> _OBJECTIVES_:
1. In the Ashes post, write out the passage from "This afternoon, Chelsea" to "only now struck." again, switching "Chelsea" to "Arsenal".
2. In the Ashes post, on which day of the Melbourne game did it rain?
3. Write the next part of the Ashes post, picking up after its last sentence.
-- START EXCERPT --
In this latest Melbourne game, what if Australia had got themselves a lead of 150 and then bowled England out on the last afternoon?  It could have happened.  But luckily for England, it rained on day four, and England were able to save the game.  All the commentators said that the rain spoiled England’s chance of a win, but what do they know?  They were there, and were obviously getting caught up in it all, failing to see the wood for the trees.  Trees: England might have won.  Wood: England did not lose!  Hurrah!

But from where I lie, in my bed but not sleeping because there were England doing so well on the radio, not losing, the important issue was: I wasn’t sleeping.  And I am now suffering from serious Ashes Lag.

This afternoon, Chelsea thrashed Stoke at football, and according to the BBC Premier League update feed (which I had been keeping half an eye on), Stoke supporters, despite having journeyed to Chelsea all the way from darkest Stoke, were leaving after twenty minutes, because their team were such rubbish.  I’m like that.  If my team is getting hammered, I don’t want to be obsessing about that.  I have a life, and I welcome the chance to ignore sport and get on with it.  But if my team are doing okay, I’m all over it.  So Ashes Lag has only now struck.
-- END EXCERPT --
-- START DATA EXCERPTS --
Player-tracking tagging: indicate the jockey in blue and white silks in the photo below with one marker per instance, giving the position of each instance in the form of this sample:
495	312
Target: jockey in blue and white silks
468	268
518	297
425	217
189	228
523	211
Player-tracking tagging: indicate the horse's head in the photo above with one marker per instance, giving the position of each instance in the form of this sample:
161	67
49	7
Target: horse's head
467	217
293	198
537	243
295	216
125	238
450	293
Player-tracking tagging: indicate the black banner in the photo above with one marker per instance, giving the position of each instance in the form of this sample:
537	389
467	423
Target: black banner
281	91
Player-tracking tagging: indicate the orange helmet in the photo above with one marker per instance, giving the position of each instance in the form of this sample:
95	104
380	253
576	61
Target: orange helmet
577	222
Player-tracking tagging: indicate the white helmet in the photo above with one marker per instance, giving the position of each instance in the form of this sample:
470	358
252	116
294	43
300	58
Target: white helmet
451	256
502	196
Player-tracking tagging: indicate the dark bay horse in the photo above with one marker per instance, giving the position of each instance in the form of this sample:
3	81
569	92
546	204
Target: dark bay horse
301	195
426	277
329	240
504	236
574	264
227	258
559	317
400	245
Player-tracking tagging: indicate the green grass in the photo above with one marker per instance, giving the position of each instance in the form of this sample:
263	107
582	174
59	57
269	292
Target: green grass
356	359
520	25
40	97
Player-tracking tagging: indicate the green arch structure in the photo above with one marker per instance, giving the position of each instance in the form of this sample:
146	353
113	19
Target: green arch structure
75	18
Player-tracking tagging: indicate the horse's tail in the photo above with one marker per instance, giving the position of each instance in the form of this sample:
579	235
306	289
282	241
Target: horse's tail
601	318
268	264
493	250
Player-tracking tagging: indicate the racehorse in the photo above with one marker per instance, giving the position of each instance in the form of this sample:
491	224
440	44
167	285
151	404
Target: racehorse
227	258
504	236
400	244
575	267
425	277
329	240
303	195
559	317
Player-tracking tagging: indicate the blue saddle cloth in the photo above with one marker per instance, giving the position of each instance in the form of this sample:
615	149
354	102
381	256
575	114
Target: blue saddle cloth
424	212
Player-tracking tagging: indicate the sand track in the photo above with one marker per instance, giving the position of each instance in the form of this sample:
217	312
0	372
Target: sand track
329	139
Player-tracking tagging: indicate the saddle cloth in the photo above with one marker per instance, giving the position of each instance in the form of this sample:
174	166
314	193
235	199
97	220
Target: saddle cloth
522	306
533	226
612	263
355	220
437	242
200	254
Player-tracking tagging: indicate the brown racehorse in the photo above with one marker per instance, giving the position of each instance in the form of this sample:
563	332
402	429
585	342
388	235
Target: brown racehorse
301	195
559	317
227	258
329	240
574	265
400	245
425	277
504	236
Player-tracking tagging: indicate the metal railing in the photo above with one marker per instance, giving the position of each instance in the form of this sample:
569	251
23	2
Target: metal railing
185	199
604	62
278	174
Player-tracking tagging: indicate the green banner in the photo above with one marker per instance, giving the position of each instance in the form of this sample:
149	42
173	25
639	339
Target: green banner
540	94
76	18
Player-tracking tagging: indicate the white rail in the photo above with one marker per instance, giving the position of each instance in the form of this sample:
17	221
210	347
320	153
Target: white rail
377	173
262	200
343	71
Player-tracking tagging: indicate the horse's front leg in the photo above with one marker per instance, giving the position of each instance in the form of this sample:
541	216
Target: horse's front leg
-- END DATA EXCERPTS --
> _TASK-BY-TASK RESULTS_:
1.
This afternoon, Arsenal thrashed Stoke at football, and according to the BBC Premier League update feed (which I had been keeping half an eye on), Stoke supporters, despite having journeyed to Arsenal all the way from darkest Stoke, were leaving after twenty minutes, because their team were such rubbish.  I’m like that.  If my team is getting hammered, I don’t want to be obsessing about that.  I have a life, and I welcome the chance to ignore sport and get on with it.  But if my team are doing okay, I’m all over it.  So Ashes Lag has only now struck.

2. It rained on day four.

3.
I mentioned yesterday that I was knackered, but too knackered to explain why I was knackered, and that I might (or might not) explain why I was knackered, later.  The above was why I was knackered.

BMdotcom.  The blog that promises nothing, but sometimes delivers!

Friday December 29 2017

This evening I had a party at my home.  All the people I invite to my Last Friday of the Month meetings were invited, and almost exactly the same number of people showed up as tend to show up for the meetings.  How do they do this?

I am now completely knackered, but it wasn’t the party alone that knackered me; it was … alas, I find that I am too knackered to explain.  Maybe, although I promise nothing, later.

So instead, a quota photo, of Southwark Cathedral not being dwarfed by modernity:

image

Taken out of the train window, on my way to Hither Green.

Spot the Gherkin.

Tuesday August 01 2017

Today, my priority is not blogging well.  It is blogging early, so that I don’t have to bother with blogging for the rest of today.  I do not want to bother about blogging for the rest of the day because I am now sleep deprived.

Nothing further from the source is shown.